---------- GIVEN TEXT ----------

Coatue led the Series B funding in the London-based Checkout.com, along with existing investors such as Insight Partners, DST Global, Blossom Capital and Singapore’s Sovereign Wealth Fund. The investment comes about a year after a $230 million Series A round, which at the time was Europe’s largest Series A investment in a fintech.

Bradley Riss, chief commercial officer at Checkout.com.
Bradley Riss, chief commercial officer at Checkout.com.

“Online was an opportunity to capture extra revenue, and that’s where some merchants have flourished. But now it’s become almost a security measure. You can’t have a resilient business without online,” said Bradley Riss, chief commercial officer at Checkout.com.

Since Checkout.com’s 2019 round the 8-year-old company has added more than 500 clients including Grab, Revolut, Careem, Glovo, Robinhood, Farfetch, Klarna and Remitly. Many of these firms — such as Remitly, Klarna, Revolut and Robinhood — have business models that fit economic shifts during the pandemic, such as Klarna’s point of sale credit product, Revolut’s series of integrations to enhance visibility into supply chains or Robinhood’s ability to sign new traders during stock volatility.

---------- RECORD EXTRACTS ----------

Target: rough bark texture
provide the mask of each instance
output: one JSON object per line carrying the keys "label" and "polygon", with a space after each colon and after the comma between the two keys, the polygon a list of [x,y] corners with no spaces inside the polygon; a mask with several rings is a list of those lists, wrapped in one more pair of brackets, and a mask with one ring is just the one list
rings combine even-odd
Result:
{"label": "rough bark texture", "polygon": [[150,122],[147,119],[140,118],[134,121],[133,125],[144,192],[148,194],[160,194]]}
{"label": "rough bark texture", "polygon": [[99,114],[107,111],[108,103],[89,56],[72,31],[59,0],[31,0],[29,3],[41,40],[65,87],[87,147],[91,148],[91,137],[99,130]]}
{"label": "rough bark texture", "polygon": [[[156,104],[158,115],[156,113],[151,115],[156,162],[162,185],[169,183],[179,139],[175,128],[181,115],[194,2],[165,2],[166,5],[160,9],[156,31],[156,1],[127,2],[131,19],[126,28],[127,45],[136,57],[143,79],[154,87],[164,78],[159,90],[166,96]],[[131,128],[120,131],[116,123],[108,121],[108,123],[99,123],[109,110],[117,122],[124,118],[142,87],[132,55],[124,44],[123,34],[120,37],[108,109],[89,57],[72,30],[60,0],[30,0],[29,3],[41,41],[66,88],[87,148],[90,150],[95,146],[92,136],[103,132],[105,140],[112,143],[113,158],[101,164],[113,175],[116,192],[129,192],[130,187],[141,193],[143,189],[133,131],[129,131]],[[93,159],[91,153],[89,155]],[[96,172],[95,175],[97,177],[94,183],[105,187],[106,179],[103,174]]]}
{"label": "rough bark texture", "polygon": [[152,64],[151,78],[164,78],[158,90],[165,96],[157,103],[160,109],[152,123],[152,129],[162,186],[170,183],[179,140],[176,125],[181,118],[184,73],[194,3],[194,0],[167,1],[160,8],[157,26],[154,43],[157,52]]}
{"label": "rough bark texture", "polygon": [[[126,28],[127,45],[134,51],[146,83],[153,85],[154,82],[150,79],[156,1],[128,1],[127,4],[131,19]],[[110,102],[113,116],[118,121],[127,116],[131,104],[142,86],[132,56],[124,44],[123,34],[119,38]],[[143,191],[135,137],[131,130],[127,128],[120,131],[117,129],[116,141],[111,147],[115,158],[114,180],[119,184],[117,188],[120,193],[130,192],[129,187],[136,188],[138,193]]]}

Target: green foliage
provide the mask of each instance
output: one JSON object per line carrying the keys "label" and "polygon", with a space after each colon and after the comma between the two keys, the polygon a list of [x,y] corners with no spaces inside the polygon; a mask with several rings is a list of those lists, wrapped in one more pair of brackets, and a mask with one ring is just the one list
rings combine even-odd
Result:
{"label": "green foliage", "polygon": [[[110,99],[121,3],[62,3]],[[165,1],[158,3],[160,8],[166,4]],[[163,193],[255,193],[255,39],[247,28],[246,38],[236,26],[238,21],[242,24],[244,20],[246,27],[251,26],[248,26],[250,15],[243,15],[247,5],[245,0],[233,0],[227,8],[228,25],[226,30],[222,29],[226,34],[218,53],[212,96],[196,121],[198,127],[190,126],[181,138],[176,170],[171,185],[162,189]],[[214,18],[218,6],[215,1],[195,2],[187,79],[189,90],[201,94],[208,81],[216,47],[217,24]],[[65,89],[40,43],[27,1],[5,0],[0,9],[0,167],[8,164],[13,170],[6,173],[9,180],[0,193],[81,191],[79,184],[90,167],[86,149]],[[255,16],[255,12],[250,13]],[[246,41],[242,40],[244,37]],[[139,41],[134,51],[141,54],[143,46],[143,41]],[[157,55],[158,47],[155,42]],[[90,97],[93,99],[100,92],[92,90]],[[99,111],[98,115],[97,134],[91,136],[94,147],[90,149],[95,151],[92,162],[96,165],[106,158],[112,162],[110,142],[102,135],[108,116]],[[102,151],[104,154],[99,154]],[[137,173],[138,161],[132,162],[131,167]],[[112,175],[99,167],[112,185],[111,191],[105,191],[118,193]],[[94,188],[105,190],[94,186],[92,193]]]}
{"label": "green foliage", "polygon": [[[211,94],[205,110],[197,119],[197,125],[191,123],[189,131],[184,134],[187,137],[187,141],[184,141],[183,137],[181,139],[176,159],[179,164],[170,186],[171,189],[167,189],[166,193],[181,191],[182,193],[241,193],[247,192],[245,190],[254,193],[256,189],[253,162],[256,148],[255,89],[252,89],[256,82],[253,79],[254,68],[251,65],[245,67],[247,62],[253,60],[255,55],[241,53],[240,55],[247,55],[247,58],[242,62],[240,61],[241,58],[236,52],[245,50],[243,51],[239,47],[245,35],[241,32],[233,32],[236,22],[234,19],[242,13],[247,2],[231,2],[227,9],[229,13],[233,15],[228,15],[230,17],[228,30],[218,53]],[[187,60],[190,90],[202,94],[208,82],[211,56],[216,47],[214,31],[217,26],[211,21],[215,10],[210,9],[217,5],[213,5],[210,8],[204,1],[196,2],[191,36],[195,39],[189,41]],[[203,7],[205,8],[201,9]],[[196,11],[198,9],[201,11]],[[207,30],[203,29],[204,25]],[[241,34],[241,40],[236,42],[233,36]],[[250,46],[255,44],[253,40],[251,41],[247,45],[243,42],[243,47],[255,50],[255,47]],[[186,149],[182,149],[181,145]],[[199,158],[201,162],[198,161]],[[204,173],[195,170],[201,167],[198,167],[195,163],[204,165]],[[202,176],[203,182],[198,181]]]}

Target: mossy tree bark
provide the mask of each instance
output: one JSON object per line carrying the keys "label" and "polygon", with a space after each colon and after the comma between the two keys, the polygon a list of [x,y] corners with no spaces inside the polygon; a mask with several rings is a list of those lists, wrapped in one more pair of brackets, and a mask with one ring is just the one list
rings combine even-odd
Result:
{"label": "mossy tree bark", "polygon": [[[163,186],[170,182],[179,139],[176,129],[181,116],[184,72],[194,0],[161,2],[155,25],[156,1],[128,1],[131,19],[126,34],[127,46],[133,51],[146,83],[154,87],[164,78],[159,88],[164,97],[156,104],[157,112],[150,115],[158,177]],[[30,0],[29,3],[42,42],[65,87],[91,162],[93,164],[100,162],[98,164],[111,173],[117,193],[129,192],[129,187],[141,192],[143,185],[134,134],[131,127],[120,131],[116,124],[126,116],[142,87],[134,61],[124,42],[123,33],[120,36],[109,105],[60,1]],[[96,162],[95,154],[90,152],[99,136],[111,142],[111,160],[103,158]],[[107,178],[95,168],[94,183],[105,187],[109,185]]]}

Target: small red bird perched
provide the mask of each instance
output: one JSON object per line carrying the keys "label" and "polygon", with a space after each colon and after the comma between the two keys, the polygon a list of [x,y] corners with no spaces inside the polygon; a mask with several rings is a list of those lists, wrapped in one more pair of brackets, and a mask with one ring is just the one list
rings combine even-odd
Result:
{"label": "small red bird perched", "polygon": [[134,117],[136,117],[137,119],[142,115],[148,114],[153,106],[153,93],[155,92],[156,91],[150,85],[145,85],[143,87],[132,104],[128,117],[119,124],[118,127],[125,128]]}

----------

> [WHAT IS NEEDED]
Rewrite everything from "Coatue led the" down to "in a fintech." in the Checkout.com funding passage, replacing "investors" with "backers".

> [PROBLEM SOLUTION]
Coatue led the Series B funding in the London-based Checkout.com, along with existing backers such as Insight Partners, DST Global, Blossom Capital and Singapore’s Sovereign Wealth Fund. The investment comes about a year after a $230 million Series A round, which at the time was Europe’s largest Series A investment in a fintech.